EXERCISE GOAL =
In the house fire article below, how many days did J'Dan Upham spend in the burn specialty unit? Please answer briefly.

━━━ SELECTED TEXT ━━━

Friend helped family out of burning home

April 5, 2014


Regina Slone and her two children may have no physical possessions remaining from a fire that destroyed their home in Blue Water Shores, but they learned something valuable – they can depend on a relatively new friend of the family.

The March 6 fire broke out after midnight.

Regina’s 15-year-old daughter Alyssia and 7-year-old son Joseph were asleep.

J’Dan Upham, who was at their home when the blaze erupted after having watched a movie with Regina, first tried to find Alyssia inside the house, which was filling with thick smoke.

He ended up pulling the girl out of her bedroom window, with little time to spare.

“The courage he had was amazing,” Regina said. “He’s a hero.”

Upham, whose nickname is J, said he suffered second-degree burns on his arms and back. He spent 12 days in the burn specialty unit at Parkland Hospital in Dallas.

Alyssia, a student at Crossland Ninth Grade Center, was treated and released from Parkland the day of the fire. Joseph, who attends Acton Elementary School, was released two days later.

Regina, who was not hospitalized, had been taking a shower when the fire began, but managed to pull Joseph out through his bedroom window.

Upham, meanwhile, didn’t want to take credit.

“The four of us worked together as a team,” Upham said. “We communicated. In my book, God’s my hero. God put me where I needed to be to do what I needed to do. I refuse to be called a hero.”

The mobile home was a total loss, and Regina didn’t have insurance. She said they have received assistance from the Red Cross and the Salvation Army. She said they were given a couch plus a washer and dryer – but they have no place to put them yet.

The three family members have been staying with friends Chris and Jennifer Thompson, said Regina, who is a juvenile supervision officer.

“People have came and helped,” said Regina, 37. “People at work have been so generous.”

A fire victim program set up by state Sen. Brian Birdwell (R-Granbury) has been helpful financially.

The Granbury Marine Corps League Detachment 1297 (Comanche Peak) also helped financially.

The blaze is still under investigation, but did not appear suspicious, Fire Marshal Ray Wilson said on Wednesday.


Regina said Upham lifted her and carried her out of the house. She went to Joseph’s bedroom window and broke it using her bare hands, she said.

━━━ DATA SUPPLIED ━━━

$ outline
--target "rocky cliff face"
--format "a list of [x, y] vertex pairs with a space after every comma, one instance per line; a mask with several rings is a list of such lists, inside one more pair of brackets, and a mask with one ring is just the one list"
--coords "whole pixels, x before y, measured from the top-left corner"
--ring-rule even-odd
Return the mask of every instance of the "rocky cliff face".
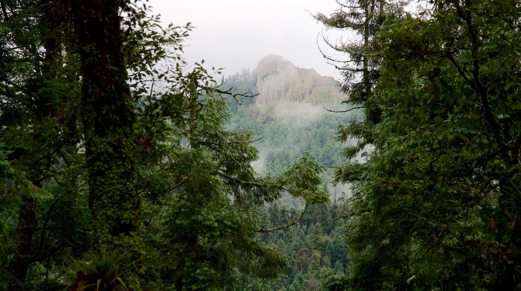
[[275, 100], [304, 101], [313, 105], [335, 104], [345, 99], [338, 82], [322, 77], [313, 69], [295, 67], [282, 57], [269, 55], [260, 60], [253, 74], [260, 95], [257, 104], [266, 106]]

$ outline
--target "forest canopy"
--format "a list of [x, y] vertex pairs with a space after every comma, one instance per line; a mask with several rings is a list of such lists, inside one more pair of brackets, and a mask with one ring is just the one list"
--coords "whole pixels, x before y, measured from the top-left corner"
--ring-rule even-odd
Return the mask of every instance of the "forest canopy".
[[[521, 5], [338, 2], [314, 16], [354, 35], [324, 56], [356, 142], [262, 175], [264, 127], [232, 124], [240, 84], [188, 67], [189, 25], [0, 3], [0, 289], [521, 288]], [[329, 204], [321, 163], [351, 197]]]

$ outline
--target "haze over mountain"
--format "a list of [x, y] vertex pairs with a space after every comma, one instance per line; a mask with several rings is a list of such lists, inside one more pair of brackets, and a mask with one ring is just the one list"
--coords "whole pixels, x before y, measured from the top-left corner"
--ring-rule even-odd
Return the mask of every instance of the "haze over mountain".
[[252, 73], [260, 95], [258, 105], [274, 100], [304, 101], [314, 105], [335, 104], [345, 98], [338, 82], [322, 77], [313, 69], [295, 66], [279, 55], [270, 54], [259, 62]]

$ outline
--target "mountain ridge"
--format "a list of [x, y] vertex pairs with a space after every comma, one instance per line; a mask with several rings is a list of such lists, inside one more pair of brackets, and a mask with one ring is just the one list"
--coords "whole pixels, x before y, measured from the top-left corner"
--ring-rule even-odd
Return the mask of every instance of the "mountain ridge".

━━━

RESPONSE TO THIS EXERCISE =
He spent 12 days there.